##### The data

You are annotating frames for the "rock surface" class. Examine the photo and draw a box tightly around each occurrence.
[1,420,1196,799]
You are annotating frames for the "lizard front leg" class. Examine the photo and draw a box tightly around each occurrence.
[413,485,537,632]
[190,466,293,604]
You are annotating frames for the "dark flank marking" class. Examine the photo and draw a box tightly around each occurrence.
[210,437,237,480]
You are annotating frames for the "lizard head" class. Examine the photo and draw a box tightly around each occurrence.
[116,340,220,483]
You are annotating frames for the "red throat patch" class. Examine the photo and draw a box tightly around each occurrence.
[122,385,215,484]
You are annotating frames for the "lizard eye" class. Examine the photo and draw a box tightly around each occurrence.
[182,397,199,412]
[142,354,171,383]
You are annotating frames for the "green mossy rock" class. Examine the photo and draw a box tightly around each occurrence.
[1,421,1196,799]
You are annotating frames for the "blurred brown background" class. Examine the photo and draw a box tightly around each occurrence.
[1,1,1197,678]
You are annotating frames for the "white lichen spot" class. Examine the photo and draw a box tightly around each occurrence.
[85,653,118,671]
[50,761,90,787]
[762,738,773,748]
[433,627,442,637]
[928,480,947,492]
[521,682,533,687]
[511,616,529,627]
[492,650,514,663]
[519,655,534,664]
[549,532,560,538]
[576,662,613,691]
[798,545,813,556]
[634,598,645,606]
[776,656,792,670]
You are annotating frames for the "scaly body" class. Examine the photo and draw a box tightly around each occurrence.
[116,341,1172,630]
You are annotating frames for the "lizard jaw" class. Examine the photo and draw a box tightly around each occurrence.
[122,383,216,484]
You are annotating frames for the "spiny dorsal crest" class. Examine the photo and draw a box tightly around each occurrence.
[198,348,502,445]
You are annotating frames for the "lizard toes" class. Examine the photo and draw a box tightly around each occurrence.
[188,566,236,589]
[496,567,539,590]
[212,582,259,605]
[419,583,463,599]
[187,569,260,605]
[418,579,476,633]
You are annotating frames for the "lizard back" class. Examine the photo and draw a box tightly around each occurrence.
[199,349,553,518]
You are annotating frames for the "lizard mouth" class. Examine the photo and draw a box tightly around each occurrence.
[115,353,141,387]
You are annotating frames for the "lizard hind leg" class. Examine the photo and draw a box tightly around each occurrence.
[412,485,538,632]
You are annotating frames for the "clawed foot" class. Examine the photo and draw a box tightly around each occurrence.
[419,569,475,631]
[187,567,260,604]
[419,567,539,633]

##########

**Problem statement:** Reproduce the data exactly, altering nothing.

**Solution below:**
You are annotating frames for the "rock surface" class. Examine the photo and draw a box tightly around each occurrence.
[1,420,1196,799]
You are annotating frames for the "lizard front leg" class. Examine the photo and draw a box tightly around each occurrence.
[413,485,537,632]
[190,466,293,604]
You are annotating frames for the "dark flank marking" class. Examine the photo and draw a box tightly around each occurrence.
[210,437,237,480]
You are annotating frames for the "lizard head" class. Examine the photo and draw a box tightly around each occurrence.
[116,340,220,483]
You are annotating frames for the "red throat patch" class. Examine the photo and draw a box tightly around each occurrence.
[122,385,215,484]
You are annotating frames for the "lizard eye" class. Examine the photo and draw a box tightly around each occurrence.
[182,397,199,412]
[142,354,171,383]
You are annotating frames for the "green mossy rock" class. Examine the photo and draw a box tightly around each occurrence.
[1,421,1196,799]
You are annotating frames for the "blurred brown background" class. Examine the photo and draw a box tightly around each occurrence.
[1,1,1197,678]
You are annotating frames for the "white lichen spot" class. Examine the photo and draw a box tightly around each occurrence.
[85,653,118,671]
[50,761,90,787]
[762,738,773,748]
[433,627,442,637]
[928,480,947,492]
[521,682,533,687]
[511,616,529,627]
[492,650,514,663]
[519,655,534,664]
[549,532,560,538]
[576,662,613,691]
[798,545,813,556]
[634,598,645,606]
[776,656,792,670]
You are annotating frames for the "scaly body" class. Examine the photo and draw a box tightly around each occurrence.
[116,341,1172,630]
You are annotating frames for the "lizard jaw" class. Examine the photo and draw a box tightly around each occurrence.
[122,383,216,484]
You are annotating frames for the "spiny dorsal crest" class. Examine the photo and draw a box tightly around each occurrence.
[198,348,502,445]
You are annotating frames for the "lizard toes" class. Examine the photo and draw a box tightly around each occurrence.
[188,566,236,589]
[496,567,539,590]
[212,582,259,605]
[419,583,463,599]
[187,569,260,605]
[418,579,476,633]
You are annotating frames for the "lizard back" class. Examine the photo and draw a box tightly around each occurrence.
[199,349,553,518]
You are annotating frames for the "lizard mouth" class. Examine the photo and draw a box tightly around each occurrence.
[115,353,141,387]
You are annotating frames for the "lizard hind leg" class. Examine the photo and draw a box tightly around each occurrence.
[412,485,538,632]
You are annotating frames for the "clawed foot" class. Examine the photo and draw a box tightly around each occurrence.
[419,569,475,631]
[187,567,260,604]
[419,567,539,633]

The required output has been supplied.